**Task details:** Which lines run from the line with "Locate a point on each instance of the jersey" to the end of the entries? Write out exactly those, leaving out the pictures.

Records from a dataset:
■ ■ ■
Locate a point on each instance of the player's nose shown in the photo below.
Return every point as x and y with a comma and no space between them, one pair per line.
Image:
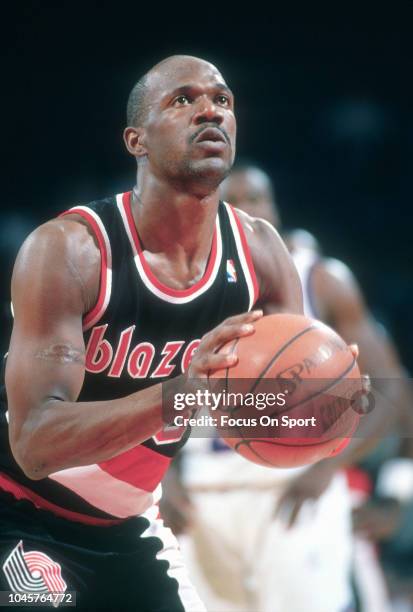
208,111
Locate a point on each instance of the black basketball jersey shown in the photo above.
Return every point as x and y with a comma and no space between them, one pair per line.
139,333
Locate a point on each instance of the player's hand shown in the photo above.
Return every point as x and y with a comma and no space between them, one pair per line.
363,403
306,486
207,358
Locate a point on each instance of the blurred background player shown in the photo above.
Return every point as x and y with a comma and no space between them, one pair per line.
292,554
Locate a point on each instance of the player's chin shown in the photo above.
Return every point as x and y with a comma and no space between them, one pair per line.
212,166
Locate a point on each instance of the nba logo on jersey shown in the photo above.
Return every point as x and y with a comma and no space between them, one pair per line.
231,271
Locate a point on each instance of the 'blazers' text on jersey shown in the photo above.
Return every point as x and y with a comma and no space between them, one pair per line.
139,333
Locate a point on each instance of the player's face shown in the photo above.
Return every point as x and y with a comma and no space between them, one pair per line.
190,128
248,190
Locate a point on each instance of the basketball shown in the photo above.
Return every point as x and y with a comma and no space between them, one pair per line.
290,399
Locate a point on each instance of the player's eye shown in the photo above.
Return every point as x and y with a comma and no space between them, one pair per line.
181,100
222,100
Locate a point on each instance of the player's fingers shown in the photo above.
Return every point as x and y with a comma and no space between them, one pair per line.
208,362
231,328
228,333
252,315
354,349
366,383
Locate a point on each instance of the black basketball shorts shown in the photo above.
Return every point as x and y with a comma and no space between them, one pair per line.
134,565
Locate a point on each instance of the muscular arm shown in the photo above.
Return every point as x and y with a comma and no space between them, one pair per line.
278,280
55,282
340,303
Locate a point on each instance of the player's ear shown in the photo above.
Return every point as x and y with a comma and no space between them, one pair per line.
135,139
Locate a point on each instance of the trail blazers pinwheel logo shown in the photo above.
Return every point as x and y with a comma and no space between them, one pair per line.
33,572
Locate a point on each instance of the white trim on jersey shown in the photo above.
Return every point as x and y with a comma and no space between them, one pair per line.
104,491
241,255
107,268
171,553
147,281
304,261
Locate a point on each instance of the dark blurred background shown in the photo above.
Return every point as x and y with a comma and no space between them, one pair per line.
324,104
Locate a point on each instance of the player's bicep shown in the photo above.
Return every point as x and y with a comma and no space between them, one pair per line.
280,286
46,354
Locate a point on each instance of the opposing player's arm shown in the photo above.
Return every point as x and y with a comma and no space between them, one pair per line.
55,282
278,280
342,306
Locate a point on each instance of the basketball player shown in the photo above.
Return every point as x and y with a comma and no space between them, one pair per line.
115,303
301,559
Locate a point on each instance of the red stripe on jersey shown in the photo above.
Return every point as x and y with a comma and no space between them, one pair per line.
167,290
97,310
247,254
20,492
140,466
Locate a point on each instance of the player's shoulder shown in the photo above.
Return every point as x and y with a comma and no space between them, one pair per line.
258,230
60,236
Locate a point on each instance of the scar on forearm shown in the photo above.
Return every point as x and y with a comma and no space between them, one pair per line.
62,353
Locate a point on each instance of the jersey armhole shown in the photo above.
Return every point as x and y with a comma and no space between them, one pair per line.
244,254
105,285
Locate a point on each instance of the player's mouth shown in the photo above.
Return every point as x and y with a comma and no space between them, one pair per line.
212,137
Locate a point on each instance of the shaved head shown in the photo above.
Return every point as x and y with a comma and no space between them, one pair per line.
138,101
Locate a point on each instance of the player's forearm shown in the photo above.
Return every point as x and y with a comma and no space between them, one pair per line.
61,434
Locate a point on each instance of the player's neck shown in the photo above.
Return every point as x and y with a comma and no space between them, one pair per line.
166,217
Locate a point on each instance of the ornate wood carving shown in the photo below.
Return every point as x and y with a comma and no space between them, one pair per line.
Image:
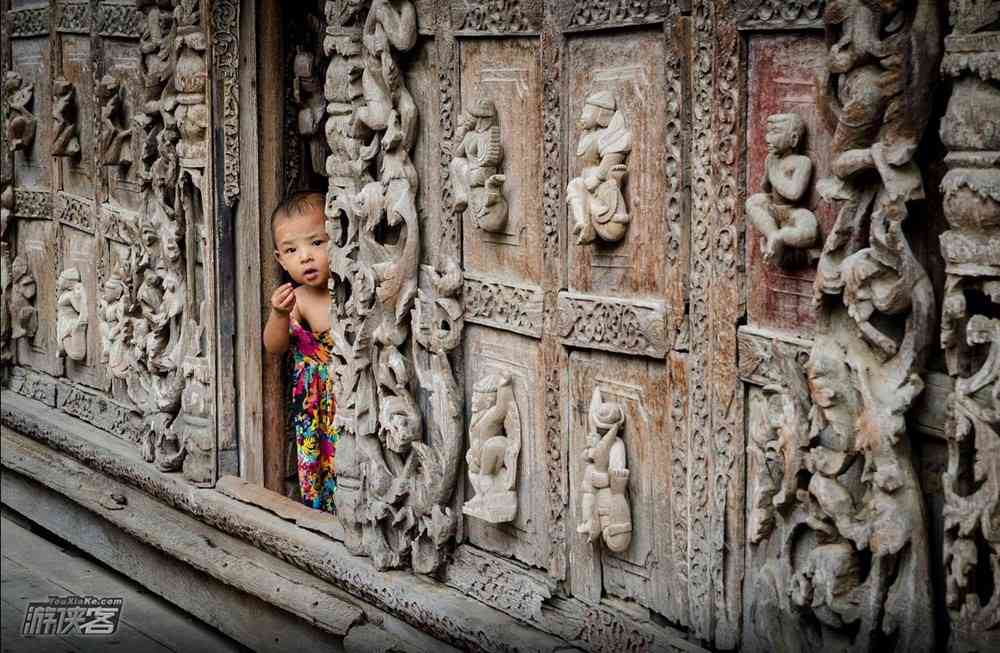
18,97
72,314
494,445
396,506
476,173
848,546
606,513
65,132
597,204
779,14
629,327
226,55
777,212
970,325
507,306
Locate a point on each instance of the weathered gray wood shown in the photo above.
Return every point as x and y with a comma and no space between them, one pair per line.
190,541
242,617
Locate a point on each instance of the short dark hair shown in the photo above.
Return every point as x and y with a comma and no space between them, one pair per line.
297,203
■ ■ ■
**Written reply:**
Locate a point on each instance of the jersey armhole shown in the photo above.
Return every point as x and y with a comma and no space between them, one pair per line.
244,254
105,285
Locate a point on each instance of the player's mouth shown in the photo above.
Return every point as x and y with a comma and no space between them, one pair per line.
212,137
Locate a point on each instance of the shaved head shown in the photo above.
Return every point as x and y with a comma and no space between them, one pair per line.
138,101
Locate a point on each instance of the player's forearm shown in the photo above.
Return every point as x and y with a comma and no space between them, one pair per line.
61,434
Locate a point on each instance of the player's neck shown in the photo above.
Return every point as x and y with a comma and no space between them, one pair per line.
166,217
Locate a point on each instance of the ornate wood carving shown in the photo below.
Return every point as x and y with a comma and no space between them, one pair per line.
Image:
18,97
72,314
494,445
396,506
476,173
848,546
606,513
65,132
597,204
779,14
629,327
226,55
777,212
970,325
507,306
Locate a point on each instance of the weathered gray wood shown in the photo above.
Return every point as x and y with a comma and no space between them, one pair per line.
190,541
242,617
Locate a point on each instance of the short dark hair shown in the photo above.
Return every point as x and y with a comma and no space between them, one pair per line.
297,203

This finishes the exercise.